EXTRACTED MATERIAL ->
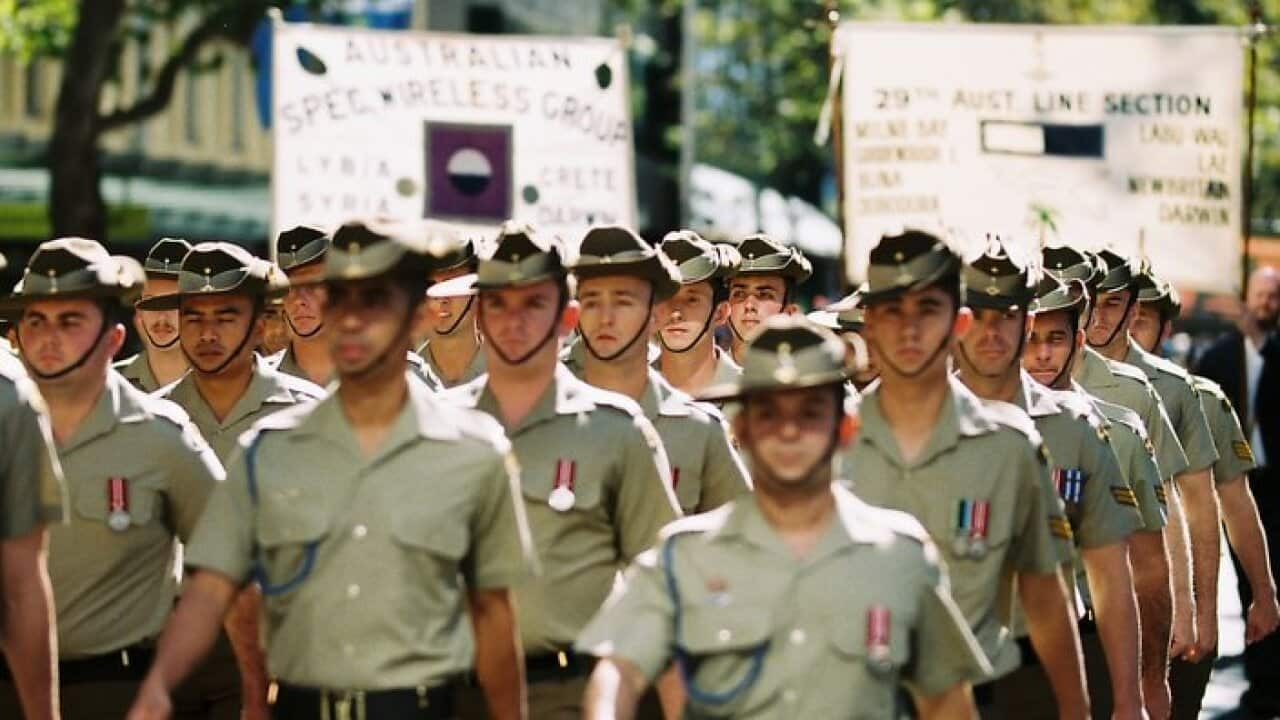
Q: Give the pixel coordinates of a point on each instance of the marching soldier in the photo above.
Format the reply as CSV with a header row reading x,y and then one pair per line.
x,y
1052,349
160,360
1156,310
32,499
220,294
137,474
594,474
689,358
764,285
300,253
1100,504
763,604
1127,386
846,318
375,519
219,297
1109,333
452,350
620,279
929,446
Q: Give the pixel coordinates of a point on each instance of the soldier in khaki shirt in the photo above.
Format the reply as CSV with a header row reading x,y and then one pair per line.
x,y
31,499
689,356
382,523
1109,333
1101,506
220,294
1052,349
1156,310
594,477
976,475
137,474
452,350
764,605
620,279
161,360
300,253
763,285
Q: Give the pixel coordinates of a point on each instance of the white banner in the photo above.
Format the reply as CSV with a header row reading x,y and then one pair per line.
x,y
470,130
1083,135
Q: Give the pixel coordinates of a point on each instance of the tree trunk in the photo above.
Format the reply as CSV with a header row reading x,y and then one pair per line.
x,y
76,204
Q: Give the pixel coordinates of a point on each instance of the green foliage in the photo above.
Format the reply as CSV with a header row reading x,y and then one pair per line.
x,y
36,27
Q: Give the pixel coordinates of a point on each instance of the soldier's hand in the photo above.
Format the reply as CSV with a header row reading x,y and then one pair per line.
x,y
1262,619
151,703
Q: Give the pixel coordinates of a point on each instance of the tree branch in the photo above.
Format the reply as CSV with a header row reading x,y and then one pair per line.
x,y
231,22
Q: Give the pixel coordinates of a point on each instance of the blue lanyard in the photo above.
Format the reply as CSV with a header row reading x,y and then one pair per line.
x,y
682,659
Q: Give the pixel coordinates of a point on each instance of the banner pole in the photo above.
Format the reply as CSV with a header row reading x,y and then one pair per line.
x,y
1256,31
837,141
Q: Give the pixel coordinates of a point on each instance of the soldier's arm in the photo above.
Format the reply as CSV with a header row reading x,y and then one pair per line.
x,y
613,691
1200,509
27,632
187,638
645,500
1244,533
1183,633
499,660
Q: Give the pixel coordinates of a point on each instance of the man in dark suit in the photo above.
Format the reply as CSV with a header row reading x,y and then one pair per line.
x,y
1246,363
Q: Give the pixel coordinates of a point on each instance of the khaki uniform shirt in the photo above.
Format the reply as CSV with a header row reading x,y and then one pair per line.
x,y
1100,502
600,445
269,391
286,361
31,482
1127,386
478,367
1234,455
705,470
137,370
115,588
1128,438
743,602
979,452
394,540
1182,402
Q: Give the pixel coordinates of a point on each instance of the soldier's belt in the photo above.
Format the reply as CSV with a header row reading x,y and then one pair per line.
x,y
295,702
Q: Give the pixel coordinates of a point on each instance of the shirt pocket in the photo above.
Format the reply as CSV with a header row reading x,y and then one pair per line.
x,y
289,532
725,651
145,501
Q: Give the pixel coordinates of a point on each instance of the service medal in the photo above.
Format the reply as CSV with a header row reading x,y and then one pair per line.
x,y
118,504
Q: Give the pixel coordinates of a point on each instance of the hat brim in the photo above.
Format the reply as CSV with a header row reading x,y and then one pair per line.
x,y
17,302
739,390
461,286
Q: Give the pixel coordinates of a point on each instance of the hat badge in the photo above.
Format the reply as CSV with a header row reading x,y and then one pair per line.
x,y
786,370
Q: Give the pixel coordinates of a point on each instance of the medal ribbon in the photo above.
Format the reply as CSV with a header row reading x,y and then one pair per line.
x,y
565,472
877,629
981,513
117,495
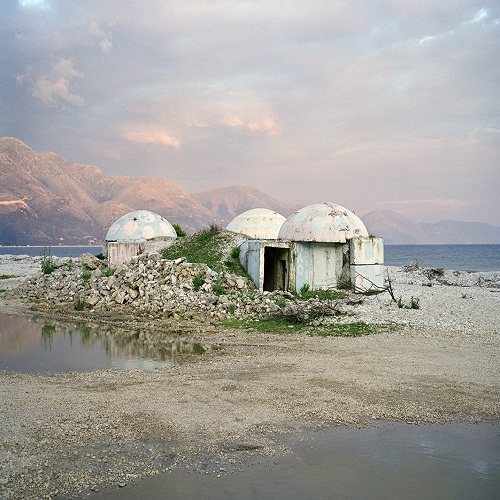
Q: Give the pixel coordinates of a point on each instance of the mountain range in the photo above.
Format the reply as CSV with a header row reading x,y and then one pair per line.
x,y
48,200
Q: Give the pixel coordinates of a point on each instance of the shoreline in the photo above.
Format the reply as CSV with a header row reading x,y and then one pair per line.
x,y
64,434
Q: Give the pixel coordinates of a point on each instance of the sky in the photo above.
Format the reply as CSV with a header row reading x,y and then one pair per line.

INSTRUCTION ->
Revise the entries beginning at the line that contains "shoreline in the photo above." and continuing through the end of the entries, replacing "pixel coordinates" with "image coordinates" and leaving everything else unchanged.

RESPONSE FOR THIS EXERCISE ->
Q: Give the image coordinates of a point on each instance of the shoreline in the photo above.
Format the reply as CSV with a header row reading x,y and then one pair per line.
x,y
64,434
Q: Give the image coordinates of a point on each instance of the sky in the photo above.
Format the reply as CSV with a header row reading x,y and then one pair per line.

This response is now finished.